◆ EXPLORE THE MATERIAL:
1/ In the letter to F. C. Bawden about potato virus samples, what pellet size does the writer prefer to work with?
2/ The letter to F. C. Bawden says 10 mg might be all that is needed but asks for enough for several attempts. Using the letter's own reasoning, explain why.
3/ Write what comes next in the letter to F. C. Bawden about potato virus samples, starting after its final sentence.

F. C. Bawden (1908-1971) was a pioneering plant pathologist and virologist based at the Rothamsted Experimental Station in
England. He and N. W. Pirie were longtime collaborators in plant virology. During 1957 Franklin's team studied a number
of different virus samples provided by Bawden, and elucidated their structures. In this letter, Franklin consulted him about
the problems involved in preparing samples of potato virus for X-ray diffraction photos.
Number of Image Pages:
1 (90,806 Bytes)
1958-03-20 (March 20, 1958)
Bawden, F. C.
Rothamsted Experimental Station
Original Repository: Churchill Archives Centre. The Papers of Rosalind Franklin
Reproduced from the Franklin Collection at the Churchill Archives Centre with the permission of the copyright holder.
Many thanks for your letter, and for taking so much trouble with the manuscript. I agree entirely with the more important
of your amendments and with almost all the minor suggestions as well.
I should very much like to look at some potato X, and could start work on it the day I receive it. I like to work with pellets
of about 10 mg; so if I were successful at the first attempt, which is rather unlikely with a new virus, 10 mg would be all
I should need. It would be nice to have enough for several attempts if you can spare it.

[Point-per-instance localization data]
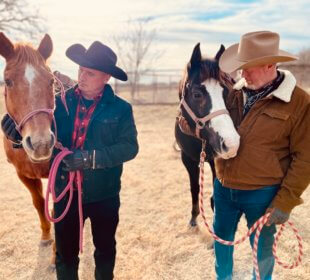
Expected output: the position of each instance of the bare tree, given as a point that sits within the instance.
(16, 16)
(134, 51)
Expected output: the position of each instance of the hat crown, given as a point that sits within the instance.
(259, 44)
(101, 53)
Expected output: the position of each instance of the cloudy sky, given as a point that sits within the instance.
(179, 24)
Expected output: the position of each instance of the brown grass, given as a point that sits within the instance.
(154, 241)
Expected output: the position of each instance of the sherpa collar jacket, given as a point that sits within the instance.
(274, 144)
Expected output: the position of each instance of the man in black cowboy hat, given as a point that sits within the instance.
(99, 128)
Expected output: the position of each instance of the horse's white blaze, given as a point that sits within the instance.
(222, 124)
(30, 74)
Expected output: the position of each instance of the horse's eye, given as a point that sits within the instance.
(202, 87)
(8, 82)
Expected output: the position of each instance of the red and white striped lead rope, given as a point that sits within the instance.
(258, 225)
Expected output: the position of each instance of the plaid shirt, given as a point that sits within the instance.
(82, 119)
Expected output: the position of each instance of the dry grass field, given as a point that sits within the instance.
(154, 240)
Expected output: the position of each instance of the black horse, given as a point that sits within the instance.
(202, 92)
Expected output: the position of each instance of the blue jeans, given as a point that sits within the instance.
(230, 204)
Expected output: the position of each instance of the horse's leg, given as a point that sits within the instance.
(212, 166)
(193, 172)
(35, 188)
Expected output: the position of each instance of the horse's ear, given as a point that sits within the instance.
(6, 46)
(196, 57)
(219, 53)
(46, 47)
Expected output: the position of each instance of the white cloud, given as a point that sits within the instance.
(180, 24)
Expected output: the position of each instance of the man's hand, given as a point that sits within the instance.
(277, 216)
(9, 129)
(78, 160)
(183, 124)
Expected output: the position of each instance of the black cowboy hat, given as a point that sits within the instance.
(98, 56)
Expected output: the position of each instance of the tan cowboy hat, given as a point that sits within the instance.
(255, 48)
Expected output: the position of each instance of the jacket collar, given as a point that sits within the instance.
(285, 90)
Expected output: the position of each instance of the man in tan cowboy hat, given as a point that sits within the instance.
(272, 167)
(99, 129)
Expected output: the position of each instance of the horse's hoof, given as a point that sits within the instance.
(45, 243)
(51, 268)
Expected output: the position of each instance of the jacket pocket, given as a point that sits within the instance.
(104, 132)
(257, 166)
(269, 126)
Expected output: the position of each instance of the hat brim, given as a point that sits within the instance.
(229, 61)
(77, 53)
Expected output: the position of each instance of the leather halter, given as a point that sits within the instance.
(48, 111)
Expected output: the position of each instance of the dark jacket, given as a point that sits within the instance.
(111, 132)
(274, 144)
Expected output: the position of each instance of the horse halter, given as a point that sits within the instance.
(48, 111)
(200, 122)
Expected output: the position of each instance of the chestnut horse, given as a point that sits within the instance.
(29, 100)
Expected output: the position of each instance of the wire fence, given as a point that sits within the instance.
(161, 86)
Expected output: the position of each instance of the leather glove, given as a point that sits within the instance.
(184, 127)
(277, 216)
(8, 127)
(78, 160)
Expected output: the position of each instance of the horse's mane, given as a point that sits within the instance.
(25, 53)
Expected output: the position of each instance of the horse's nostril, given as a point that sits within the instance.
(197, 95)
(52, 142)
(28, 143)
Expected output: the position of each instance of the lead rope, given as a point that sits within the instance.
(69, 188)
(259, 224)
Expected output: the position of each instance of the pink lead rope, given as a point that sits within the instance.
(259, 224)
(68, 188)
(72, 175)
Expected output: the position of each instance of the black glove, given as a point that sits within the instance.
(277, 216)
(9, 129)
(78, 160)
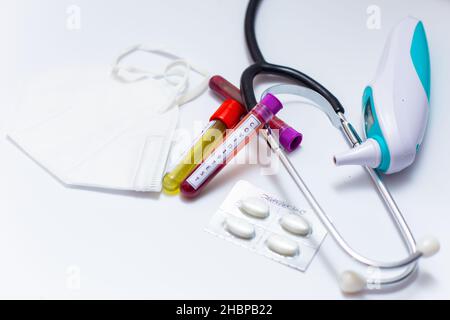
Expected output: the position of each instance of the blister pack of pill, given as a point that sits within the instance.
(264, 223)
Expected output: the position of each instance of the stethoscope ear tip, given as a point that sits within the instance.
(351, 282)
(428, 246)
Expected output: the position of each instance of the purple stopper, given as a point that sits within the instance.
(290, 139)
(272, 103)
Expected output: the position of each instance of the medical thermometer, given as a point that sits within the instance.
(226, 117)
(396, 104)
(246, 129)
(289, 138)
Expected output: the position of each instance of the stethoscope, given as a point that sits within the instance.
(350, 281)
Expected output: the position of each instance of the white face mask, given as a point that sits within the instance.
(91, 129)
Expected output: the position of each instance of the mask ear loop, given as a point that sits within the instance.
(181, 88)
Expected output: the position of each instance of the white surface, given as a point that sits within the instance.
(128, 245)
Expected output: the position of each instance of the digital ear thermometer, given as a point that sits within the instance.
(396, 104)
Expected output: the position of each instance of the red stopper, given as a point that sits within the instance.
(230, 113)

◆ TASK RESPONSES:
1/ Pellets of about 10 mg.

2/ Ten milligrams would be enough only if the first attempt succeeded. The writer considers that rather unlikely with a new virus, so extra material would allow further attempts.

3/
The major problem, from my point of view, is to find from what solvent (pH and salt concentration) a pellet with good mechanical
and optical properties can be obtained. With TMV we use 0.02 M phosphate buffer, pH 7.0. About 2 years ago Jim Watson had
a small amount of potato X, and our experience with this was that the pellet formed a rather rigid gel and could not be re-dispersed
in distilled water. Possibly the trouble was due to the virus not being adequately purified. What we need is a pellet which
(after some dilution, if necessary) can be made to flow while the virus concentration is still high. (We, have a refrigerated
centrifuge). So it would be a great help if you would make same recommendations as to desirable buffers and concentrations.
One further point. The, capillary tubes which we normally use are of a borosilicate glass (transparent to X-rays). They have
a slight alkaline reaction. This is not enough to harm TMV, but causes TMV protein to depolymerise. If it is likely to be
harmful to potato X I could use Pyrex tubes instead.